## Task brief:
Go through the listing and write out each line exactly.

*** Data Section Begins ***

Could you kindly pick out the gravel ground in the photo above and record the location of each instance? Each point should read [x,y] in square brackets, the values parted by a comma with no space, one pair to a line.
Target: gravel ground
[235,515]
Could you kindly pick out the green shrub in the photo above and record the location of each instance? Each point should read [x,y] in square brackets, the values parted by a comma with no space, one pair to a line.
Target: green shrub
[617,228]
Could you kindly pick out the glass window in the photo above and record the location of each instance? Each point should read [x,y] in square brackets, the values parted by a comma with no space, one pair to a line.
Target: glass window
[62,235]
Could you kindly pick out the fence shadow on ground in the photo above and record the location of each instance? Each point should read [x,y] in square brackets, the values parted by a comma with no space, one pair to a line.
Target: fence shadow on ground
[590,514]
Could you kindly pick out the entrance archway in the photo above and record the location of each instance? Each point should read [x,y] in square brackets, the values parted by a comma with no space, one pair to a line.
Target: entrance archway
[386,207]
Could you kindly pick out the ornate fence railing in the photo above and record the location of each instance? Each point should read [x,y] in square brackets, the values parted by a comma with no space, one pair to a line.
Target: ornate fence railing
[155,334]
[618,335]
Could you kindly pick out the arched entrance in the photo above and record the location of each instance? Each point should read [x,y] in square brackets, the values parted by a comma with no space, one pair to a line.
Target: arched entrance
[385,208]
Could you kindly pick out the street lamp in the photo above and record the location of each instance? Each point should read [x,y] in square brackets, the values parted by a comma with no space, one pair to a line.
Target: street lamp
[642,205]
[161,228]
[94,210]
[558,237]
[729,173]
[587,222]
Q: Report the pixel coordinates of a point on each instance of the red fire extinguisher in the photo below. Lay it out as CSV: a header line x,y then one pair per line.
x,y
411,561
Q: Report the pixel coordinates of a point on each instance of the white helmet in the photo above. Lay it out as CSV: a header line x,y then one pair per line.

*** Data Section Ends ***

## Answer box:
Could you kindly pick out the gravel ground in the photo above and record the location of each instance? Each point should read [x,y] in square brackets, the values parted by a comma with no space, one pair to a line.
Target: gravel ground
[235,515]
Could you kindly pick out the green shrub in the photo above and record the location of each instance? Each point should read [x,y] in square brackets, the values parted by a comma with no space, one pair to a line.
Target: green shrub
[617,228]
Could you kindly pick out the glass window in the photo above and record the location of each instance? Each point should read [x,y] in square brackets, the values parted by a comma with no space, one pair to a line.
Target: glass window
[62,235]
Could you kindly pick out the fence shadow on ground in the photo above and record the location of each instance? Each point should read [x,y] in square brackets, the values parted by a comma with no space, one pair to a line.
Target: fence shadow on ground
[590,514]
Could you kindly pick out the entrance archway in the photo above and record the location of each instance? Each point should read [x,y] in square brackets, the values parted by a comma with no space, one pair to a line.
Target: entrance archway
[386,207]
Could you kindly pick out the ornate fence railing in the photo above and record the location of each instance? Each point should read [x,y] in square brackets, the values parted by a comma with no space, one pair to a line.
Target: ornate fence railing
[155,334]
[618,335]
Could you kindly pick out the arched entrance in the photo above and record the location of each instance? Each point should read [x,y] in square brackets, the values parted by a comma with no space, one pair to a line.
Target: arched entrance
[385,208]
Could you kindly pick out the street lamp in the photo above and record the location of each instance? Each point should read [x,y] in square brackets, the values parted by a comma with no space, one pair to a line.
Target: street lamp
[642,205]
[161,228]
[94,210]
[558,237]
[729,173]
[587,222]
Q: Report the pixel coordinates of a point on each instance of the red fire extinguisher in the photo below. Lay it out as CSV: a header line x,y then one pair per line.
x,y
411,561
Q: Report the pixel coordinates of a point on each instance of the white helmet in the photo above. Lay it out as CSV: a header line x,y then one pair per line.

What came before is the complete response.